--- begin INFORMATION SHOWN ---

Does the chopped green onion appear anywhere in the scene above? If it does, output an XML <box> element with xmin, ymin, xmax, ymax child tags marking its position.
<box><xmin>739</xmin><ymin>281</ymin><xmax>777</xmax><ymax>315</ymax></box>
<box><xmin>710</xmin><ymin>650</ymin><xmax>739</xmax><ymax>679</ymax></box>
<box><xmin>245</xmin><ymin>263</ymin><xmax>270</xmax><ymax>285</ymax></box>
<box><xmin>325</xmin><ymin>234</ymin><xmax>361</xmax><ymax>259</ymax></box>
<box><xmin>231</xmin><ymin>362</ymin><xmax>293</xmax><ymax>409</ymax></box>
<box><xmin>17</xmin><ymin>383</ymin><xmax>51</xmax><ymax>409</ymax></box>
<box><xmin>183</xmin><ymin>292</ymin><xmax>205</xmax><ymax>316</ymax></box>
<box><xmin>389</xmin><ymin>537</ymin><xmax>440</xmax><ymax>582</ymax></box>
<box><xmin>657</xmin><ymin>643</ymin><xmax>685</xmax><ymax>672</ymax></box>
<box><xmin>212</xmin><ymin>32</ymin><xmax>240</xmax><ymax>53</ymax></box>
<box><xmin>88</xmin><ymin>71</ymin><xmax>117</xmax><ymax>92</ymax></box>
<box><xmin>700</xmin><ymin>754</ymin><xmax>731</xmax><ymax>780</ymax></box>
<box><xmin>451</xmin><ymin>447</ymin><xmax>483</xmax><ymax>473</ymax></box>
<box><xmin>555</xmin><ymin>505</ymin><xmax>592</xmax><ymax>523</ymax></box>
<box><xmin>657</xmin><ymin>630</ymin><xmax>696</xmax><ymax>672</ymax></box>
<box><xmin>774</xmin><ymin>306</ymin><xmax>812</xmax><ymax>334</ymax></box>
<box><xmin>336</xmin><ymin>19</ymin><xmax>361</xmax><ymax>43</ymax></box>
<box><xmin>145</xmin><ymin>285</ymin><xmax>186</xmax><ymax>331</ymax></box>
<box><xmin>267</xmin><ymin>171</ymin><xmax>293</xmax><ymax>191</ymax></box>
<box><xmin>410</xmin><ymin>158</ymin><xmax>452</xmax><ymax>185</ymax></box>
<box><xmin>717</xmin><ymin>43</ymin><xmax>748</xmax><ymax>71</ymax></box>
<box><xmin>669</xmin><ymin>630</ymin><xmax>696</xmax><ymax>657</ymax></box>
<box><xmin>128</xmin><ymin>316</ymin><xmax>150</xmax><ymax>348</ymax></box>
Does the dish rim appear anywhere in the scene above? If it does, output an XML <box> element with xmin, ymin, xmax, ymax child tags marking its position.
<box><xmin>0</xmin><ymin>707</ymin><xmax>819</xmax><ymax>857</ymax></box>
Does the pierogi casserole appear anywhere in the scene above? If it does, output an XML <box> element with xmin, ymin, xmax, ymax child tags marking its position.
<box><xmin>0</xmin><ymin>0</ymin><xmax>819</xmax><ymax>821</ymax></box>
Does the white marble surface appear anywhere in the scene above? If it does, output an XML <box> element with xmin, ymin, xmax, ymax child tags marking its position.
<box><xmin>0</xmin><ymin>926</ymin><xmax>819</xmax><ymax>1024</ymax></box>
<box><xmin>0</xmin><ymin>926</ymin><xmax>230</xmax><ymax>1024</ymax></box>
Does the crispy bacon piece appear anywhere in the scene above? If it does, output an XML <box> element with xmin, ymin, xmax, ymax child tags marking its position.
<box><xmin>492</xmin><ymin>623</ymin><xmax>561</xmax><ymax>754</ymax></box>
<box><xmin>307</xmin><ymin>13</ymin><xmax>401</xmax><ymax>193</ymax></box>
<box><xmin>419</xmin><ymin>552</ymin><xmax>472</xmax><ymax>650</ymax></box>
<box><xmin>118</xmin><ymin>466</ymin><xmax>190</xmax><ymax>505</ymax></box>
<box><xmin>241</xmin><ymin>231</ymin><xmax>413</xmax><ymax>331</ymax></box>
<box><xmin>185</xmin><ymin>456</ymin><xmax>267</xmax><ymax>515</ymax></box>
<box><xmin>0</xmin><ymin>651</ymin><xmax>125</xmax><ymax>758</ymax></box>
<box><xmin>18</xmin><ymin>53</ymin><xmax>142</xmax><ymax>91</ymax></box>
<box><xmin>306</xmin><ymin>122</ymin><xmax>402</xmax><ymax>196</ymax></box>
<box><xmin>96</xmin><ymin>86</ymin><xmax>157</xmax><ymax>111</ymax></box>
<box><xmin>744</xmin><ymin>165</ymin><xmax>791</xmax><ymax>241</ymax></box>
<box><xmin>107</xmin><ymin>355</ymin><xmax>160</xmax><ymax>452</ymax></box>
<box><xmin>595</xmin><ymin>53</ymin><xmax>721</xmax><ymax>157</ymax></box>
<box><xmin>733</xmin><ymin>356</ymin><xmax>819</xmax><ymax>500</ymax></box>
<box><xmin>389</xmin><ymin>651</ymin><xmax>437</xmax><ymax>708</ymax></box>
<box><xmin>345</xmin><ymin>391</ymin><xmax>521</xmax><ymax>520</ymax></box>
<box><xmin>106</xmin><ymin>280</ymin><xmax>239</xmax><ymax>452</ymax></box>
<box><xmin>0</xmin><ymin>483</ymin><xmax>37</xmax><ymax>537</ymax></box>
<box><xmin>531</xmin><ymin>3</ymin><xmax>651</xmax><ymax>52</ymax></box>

--- end INFORMATION SHOWN ---

__EXERCISE DESCRIPTION__. Report each line of the records above that contains the word "child", copying every such line in full.

__ANSWER BELOW__.
Does the chopped green onion appear anywhere in the scene above? If it does, output an XML <box> element with xmin, ymin, xmax, ymax child tags marking its position.
Does the dish rim appear anywhere in the scene above? If it does, output an XML <box> element with xmin, ymin, xmax, ymax child tags marking its position.
Does the pierogi casserole appear anywhere in the scene above? If it does, output an XML <box> element with xmin, ymin, xmax, ymax child tags marking its position.
Does the white marble surface appear anywhere in the scene above? If it does, output an XML <box> element with xmin, ymin, xmax, ymax child tags marking its position.
Does the crispy bacon piece appear anywhere in the scene above? If it does, output an XML <box> element with xmin, ymin, xmax, ymax child tags marking its position.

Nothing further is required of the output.